**WHAT TO PRODUCE**. Shift every bounding box coordinate in the entries up by 149, from the line with "the gray throw" to the line with "[249,283,423,408]", both lines included. Give only those lines, all of them, with everything other than the coordinates left unchanged.

**MATERIAL FOR THIS EXERCISE**.
━━━━━━━━━━━━━━━━━━━━━━━━━━━━━━

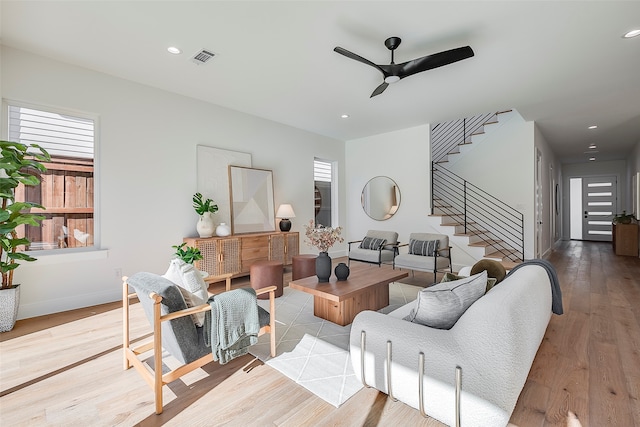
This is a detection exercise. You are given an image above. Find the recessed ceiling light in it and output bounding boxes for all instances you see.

━━━━━━━━━━━━━━━━━━━━━━━━━━━━━━

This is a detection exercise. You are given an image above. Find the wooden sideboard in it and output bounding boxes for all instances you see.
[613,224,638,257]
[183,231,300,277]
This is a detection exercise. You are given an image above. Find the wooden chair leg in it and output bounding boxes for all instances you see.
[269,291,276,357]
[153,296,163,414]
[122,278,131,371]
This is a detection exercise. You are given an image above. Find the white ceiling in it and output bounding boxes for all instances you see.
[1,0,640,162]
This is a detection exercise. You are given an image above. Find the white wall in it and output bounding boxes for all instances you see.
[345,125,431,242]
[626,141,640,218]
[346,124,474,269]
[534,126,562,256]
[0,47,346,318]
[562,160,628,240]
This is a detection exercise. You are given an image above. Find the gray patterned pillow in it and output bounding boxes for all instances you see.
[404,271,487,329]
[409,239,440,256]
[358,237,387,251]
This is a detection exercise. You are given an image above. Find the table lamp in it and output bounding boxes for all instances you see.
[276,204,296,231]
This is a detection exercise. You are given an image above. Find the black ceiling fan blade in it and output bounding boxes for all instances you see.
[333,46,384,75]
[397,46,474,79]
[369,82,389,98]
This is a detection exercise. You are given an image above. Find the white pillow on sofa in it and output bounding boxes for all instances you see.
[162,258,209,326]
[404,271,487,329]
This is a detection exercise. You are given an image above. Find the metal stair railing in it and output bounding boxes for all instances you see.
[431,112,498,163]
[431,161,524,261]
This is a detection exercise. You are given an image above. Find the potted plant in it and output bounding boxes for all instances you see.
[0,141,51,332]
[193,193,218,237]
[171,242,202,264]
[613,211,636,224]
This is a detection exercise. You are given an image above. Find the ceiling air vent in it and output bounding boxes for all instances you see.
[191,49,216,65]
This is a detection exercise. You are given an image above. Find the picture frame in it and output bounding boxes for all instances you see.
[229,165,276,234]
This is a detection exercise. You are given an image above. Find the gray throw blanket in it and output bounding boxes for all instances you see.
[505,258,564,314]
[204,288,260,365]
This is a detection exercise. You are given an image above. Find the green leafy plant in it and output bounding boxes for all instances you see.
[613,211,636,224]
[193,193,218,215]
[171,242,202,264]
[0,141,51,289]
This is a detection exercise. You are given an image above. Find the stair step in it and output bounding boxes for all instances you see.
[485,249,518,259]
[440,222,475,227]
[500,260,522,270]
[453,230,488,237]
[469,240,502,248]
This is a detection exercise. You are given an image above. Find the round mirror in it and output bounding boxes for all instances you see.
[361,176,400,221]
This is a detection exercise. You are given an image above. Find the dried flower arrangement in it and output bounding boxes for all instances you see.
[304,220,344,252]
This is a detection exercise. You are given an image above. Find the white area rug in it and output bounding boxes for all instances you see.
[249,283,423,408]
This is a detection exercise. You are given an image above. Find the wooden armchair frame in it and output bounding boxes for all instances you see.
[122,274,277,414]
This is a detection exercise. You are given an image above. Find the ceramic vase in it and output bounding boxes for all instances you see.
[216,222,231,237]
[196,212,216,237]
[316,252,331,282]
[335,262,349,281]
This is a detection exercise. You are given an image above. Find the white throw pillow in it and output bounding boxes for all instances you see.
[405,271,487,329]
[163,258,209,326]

━━━━━━━━━━━━━━━━━━━━━━━━━━━━━━

**EXERCISE ANSWER**.
This is a detection exercise. You are given an image above. Find the gray throw blanket in it and output bounding boxes for all instances you see.
[654,407,713,463]
[353,437,409,514]
This is a detection exercise. You are given an image above. Find the green leafy plant in it and output bounding boxes for all instances you see.
[762,360,785,373]
[342,342,367,364]
[320,391,351,413]
[149,290,200,438]
This is a detection exercise. You are given an image above. Find the stair step in it and output bounding boxes for all instances you see.
[634,398,667,408]
[589,371,624,376]
[649,409,671,419]
[602,379,637,386]
[618,389,651,397]
This is a detection exercise. You are given an image above. Find the round mirror in it and output bounding boxes for all instances you see.
[510,325,549,370]
This is a detection exercise. You are given an image above. Find the dried flower arrangement in it and output bounding boxes for all instances you see.
[453,369,493,401]
This is a detection exercise. You are given an image above. Find the white area rug in it and output bounding boxes for all instances you see.
[398,432,572,557]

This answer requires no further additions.